▸ What you will do
Look through the data below and extract, unchanged, the lines from the one that contains "Target: sky" to the one that contains "Target: meadow", both included.

▸ Information supplied
'''

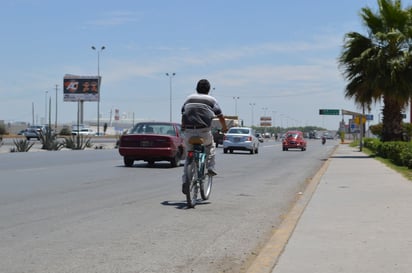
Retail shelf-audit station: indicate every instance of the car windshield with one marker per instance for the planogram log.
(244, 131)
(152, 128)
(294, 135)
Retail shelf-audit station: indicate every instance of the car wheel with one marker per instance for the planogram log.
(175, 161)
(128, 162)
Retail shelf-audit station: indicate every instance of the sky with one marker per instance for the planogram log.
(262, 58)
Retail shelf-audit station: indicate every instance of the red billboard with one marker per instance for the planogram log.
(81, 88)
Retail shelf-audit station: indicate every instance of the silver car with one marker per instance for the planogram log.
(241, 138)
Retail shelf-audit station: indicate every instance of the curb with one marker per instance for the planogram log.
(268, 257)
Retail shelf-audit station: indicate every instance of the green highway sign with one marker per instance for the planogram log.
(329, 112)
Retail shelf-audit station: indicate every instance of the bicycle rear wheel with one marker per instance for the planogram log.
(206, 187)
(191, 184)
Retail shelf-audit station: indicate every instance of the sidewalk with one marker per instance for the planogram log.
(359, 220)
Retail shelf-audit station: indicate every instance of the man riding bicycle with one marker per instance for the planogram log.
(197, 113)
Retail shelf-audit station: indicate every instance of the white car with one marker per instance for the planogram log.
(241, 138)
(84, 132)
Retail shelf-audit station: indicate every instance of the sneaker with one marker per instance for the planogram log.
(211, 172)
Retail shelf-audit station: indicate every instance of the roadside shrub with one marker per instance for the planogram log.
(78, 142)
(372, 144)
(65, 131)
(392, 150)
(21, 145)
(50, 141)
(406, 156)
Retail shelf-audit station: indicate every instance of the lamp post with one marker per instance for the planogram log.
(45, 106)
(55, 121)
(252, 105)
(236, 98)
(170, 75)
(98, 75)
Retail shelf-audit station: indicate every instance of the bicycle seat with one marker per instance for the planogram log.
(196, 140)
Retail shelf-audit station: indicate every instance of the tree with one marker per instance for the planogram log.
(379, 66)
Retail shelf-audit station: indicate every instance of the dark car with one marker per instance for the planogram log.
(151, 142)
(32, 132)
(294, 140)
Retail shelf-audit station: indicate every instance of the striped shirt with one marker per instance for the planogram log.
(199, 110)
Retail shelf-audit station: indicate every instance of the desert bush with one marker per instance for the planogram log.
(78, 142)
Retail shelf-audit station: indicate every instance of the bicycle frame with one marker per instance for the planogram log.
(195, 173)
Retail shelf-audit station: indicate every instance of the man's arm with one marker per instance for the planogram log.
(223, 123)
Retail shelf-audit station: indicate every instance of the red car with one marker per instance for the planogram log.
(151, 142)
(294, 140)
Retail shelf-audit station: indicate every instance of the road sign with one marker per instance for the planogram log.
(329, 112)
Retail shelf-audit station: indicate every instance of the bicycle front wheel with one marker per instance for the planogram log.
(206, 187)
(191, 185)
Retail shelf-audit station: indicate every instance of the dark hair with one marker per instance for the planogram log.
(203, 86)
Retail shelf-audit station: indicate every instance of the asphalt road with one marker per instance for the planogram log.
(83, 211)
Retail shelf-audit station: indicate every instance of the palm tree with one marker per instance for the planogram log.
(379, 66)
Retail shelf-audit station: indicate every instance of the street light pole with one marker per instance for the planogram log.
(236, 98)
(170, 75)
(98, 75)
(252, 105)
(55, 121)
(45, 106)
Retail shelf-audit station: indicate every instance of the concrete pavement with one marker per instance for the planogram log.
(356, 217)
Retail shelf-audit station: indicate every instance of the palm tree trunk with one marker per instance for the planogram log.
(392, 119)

'''
'''

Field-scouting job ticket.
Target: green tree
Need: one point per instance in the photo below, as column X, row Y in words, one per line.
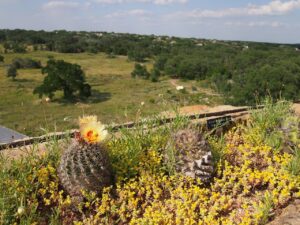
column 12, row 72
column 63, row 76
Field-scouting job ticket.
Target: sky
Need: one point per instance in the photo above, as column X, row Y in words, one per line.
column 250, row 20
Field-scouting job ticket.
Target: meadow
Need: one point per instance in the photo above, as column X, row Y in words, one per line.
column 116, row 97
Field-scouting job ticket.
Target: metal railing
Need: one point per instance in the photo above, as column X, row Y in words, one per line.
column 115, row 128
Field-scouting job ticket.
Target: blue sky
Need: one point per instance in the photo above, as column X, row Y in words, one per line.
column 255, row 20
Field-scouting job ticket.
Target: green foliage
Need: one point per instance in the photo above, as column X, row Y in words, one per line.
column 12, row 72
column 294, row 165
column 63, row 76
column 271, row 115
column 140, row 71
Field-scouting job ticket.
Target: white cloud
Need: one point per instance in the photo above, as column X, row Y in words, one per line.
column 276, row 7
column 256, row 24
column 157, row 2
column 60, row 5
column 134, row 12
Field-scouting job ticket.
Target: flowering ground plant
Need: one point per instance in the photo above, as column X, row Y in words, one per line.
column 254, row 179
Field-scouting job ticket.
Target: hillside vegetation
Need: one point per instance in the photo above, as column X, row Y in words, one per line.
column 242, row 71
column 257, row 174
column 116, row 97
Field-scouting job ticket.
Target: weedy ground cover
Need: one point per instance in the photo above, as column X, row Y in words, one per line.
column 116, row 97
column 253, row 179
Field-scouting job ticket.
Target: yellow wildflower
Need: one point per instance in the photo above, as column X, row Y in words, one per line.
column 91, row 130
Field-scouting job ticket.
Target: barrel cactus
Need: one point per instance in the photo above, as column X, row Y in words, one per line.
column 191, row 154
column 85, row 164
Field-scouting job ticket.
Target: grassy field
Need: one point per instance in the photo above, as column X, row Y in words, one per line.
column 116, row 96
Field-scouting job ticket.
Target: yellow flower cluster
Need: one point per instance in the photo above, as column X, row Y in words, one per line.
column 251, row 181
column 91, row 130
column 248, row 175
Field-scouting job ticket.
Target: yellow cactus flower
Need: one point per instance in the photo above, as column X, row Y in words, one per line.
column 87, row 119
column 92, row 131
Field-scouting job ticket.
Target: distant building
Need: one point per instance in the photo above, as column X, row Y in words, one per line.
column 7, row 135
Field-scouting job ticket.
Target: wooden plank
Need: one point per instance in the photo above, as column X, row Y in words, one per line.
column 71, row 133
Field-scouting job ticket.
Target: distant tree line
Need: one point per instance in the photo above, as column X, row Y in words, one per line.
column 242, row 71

'''
'''

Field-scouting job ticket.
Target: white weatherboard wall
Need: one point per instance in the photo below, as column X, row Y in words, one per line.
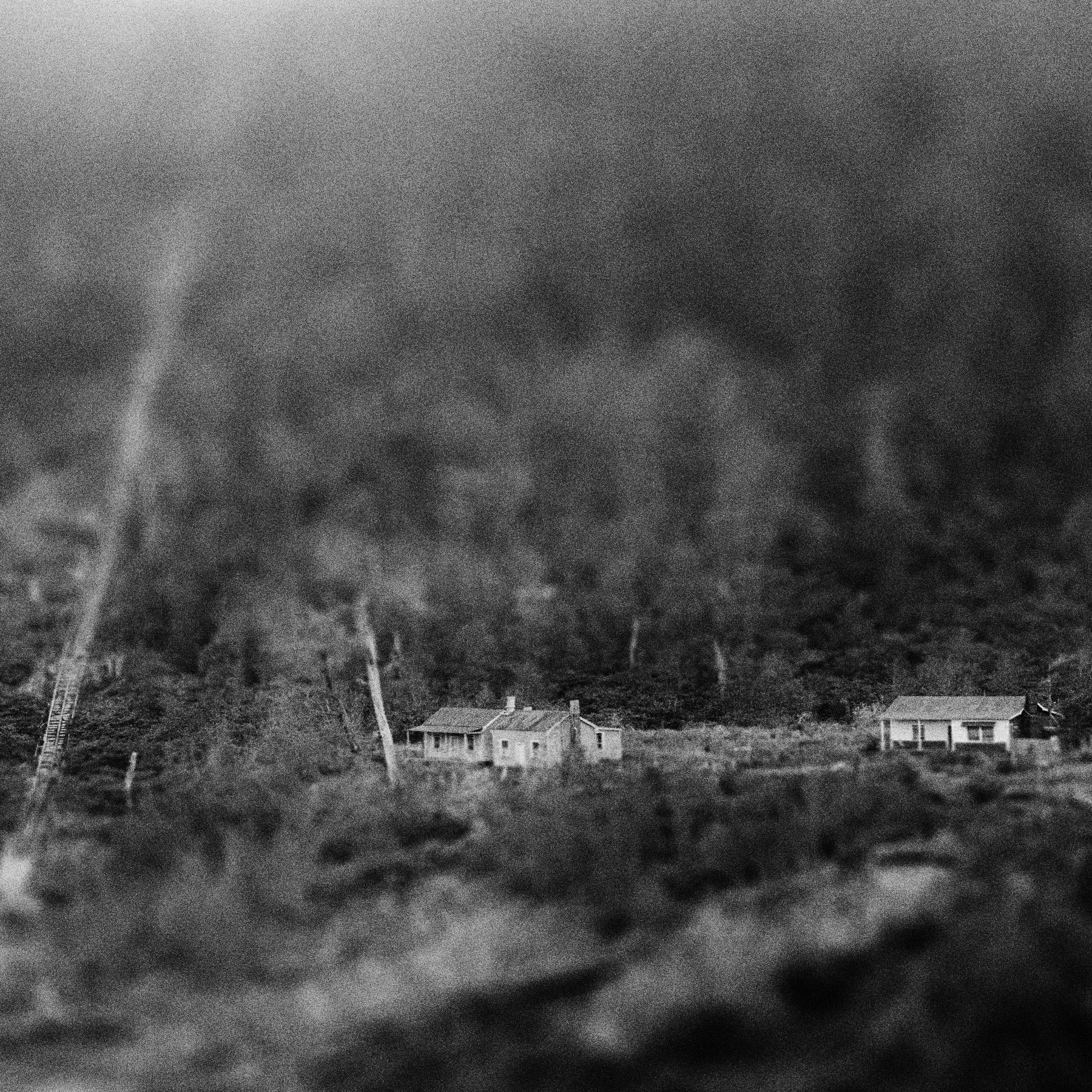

'''

▸ Problem solution
Target: sky
Need: one point per instance in the photo above, as column X, row Y in words, one per line.
column 250, row 20
Field-scouting job ticket.
Target: meadow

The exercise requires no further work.